Return the listing below line for line without any changes, but leave out the pictures.

─── Record extracts

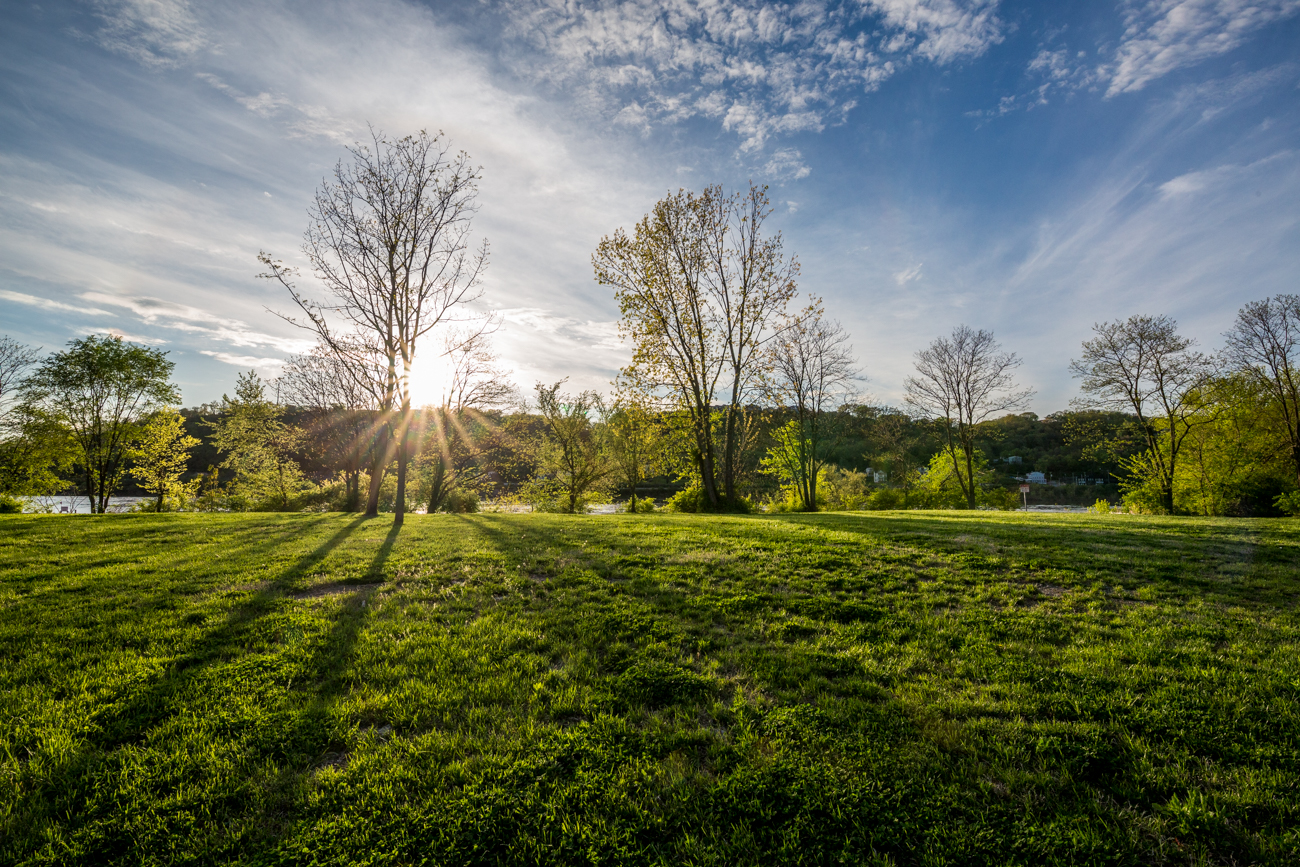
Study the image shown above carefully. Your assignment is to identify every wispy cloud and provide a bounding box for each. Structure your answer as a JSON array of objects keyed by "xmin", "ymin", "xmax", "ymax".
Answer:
[
  {"xmin": 0, "ymin": 289, "xmax": 113, "ymax": 316},
  {"xmin": 200, "ymin": 350, "xmax": 285, "ymax": 370},
  {"xmin": 1099, "ymin": 0, "xmax": 1300, "ymax": 96},
  {"xmin": 894, "ymin": 263, "xmax": 924, "ymax": 286},
  {"xmin": 82, "ymin": 291, "xmax": 313, "ymax": 352},
  {"xmin": 91, "ymin": 0, "xmax": 208, "ymax": 68},
  {"xmin": 763, "ymin": 147, "xmax": 813, "ymax": 181},
  {"xmin": 502, "ymin": 0, "xmax": 1002, "ymax": 151}
]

──────

## Correct output
Study the image shown above carefully. Your assignment is to identify every wispy cloud and provide a bounding box for each. Structure your answer as a JSON array of objects keyed by "xmin", "ymin", "xmax", "ymax".
Answer:
[
  {"xmin": 0, "ymin": 289, "xmax": 113, "ymax": 316},
  {"xmin": 200, "ymin": 350, "xmax": 285, "ymax": 370},
  {"xmin": 1099, "ymin": 0, "xmax": 1300, "ymax": 96},
  {"xmin": 894, "ymin": 263, "xmax": 924, "ymax": 286},
  {"xmin": 82, "ymin": 291, "xmax": 313, "ymax": 352},
  {"xmin": 91, "ymin": 0, "xmax": 208, "ymax": 68},
  {"xmin": 763, "ymin": 147, "xmax": 813, "ymax": 181},
  {"xmin": 502, "ymin": 0, "xmax": 1002, "ymax": 151}
]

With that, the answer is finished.